What this task involves → Copy out the entries word for word, from the line containing "Point to the man" through the end of the entries.

Object position labeling entries:
------------------------------------------------------------------------

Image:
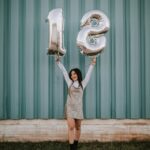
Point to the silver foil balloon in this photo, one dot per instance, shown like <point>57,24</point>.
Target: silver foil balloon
<point>56,28</point>
<point>91,39</point>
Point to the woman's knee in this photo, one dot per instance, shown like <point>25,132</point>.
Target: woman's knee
<point>71,127</point>
<point>78,127</point>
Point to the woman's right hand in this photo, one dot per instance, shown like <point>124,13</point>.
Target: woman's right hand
<point>57,58</point>
<point>93,61</point>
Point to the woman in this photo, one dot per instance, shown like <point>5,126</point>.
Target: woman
<point>74,109</point>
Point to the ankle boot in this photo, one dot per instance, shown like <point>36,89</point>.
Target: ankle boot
<point>72,146</point>
<point>76,145</point>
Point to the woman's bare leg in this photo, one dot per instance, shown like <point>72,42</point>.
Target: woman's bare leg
<point>77,129</point>
<point>71,128</point>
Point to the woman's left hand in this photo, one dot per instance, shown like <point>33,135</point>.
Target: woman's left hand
<point>93,62</point>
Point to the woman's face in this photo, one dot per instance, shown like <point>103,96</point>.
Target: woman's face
<point>74,76</point>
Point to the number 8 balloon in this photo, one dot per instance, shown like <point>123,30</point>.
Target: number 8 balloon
<point>56,27</point>
<point>91,39</point>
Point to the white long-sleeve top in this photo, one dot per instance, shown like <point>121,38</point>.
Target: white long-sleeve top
<point>75,83</point>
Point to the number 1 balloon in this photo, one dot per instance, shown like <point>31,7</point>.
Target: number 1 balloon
<point>91,39</point>
<point>56,28</point>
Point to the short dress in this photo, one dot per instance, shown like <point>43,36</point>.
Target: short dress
<point>74,104</point>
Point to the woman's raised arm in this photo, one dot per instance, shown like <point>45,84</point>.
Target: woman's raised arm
<point>89,72</point>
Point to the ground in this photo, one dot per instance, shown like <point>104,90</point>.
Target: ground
<point>82,146</point>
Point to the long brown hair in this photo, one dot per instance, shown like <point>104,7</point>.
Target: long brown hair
<point>79,74</point>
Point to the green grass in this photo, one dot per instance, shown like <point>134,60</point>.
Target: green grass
<point>82,146</point>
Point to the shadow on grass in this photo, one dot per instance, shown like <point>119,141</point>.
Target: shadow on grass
<point>82,146</point>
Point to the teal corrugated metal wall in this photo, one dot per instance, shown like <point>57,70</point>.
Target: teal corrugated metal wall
<point>32,86</point>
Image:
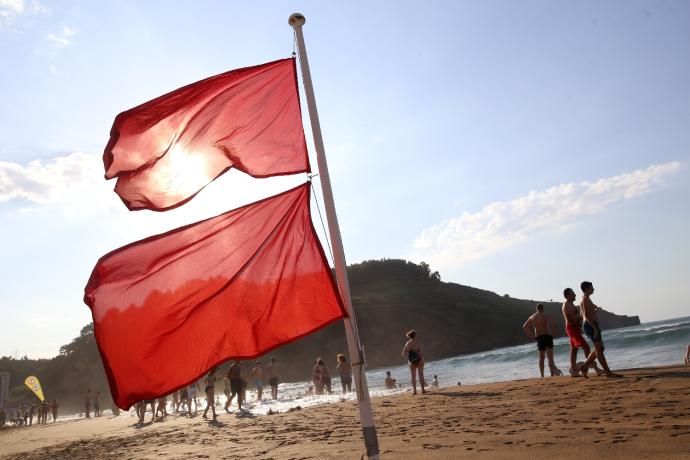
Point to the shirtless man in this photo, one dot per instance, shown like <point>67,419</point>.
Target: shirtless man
<point>542,328</point>
<point>273,371</point>
<point>87,404</point>
<point>573,327</point>
<point>390,382</point>
<point>237,377</point>
<point>257,374</point>
<point>593,331</point>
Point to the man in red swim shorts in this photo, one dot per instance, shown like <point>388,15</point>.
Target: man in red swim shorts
<point>573,327</point>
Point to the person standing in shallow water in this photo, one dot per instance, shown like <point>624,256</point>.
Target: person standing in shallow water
<point>413,351</point>
<point>573,328</point>
<point>345,371</point>
<point>210,391</point>
<point>87,404</point>
<point>273,374</point>
<point>541,327</point>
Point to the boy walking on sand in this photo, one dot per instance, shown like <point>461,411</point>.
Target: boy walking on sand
<point>273,375</point>
<point>593,331</point>
<point>573,327</point>
<point>542,328</point>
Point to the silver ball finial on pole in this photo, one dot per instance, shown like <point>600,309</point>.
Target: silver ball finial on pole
<point>297,20</point>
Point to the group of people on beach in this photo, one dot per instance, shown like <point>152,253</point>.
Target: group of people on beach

------------------------------------------------------------------------

Output of the task →
Point to the man in red swim shorts in this photo, one dot per instance, shown like <point>388,15</point>.
Target: man in red swim shorts
<point>573,327</point>
Point to the person standing in shallow water in this photo, one dot per instance, shown like <point>624,256</point>.
Target: person standing in shallow water
<point>413,351</point>
<point>573,328</point>
<point>345,371</point>
<point>210,391</point>
<point>87,404</point>
<point>273,374</point>
<point>541,327</point>
Point to the boy walking on sand in this photo, one dot per instance, shown like <point>461,411</point>.
Target: boy walking on sand
<point>273,375</point>
<point>593,331</point>
<point>573,327</point>
<point>542,328</point>
Point to the silver ball finial on pole in this photo, one dot per instance, shown like <point>600,309</point>.
Target: silver ball finial on pole
<point>297,20</point>
Point to the group of people on beach in this photo, one dot per instance, shown like <point>152,253</point>.
Target: group of people on beach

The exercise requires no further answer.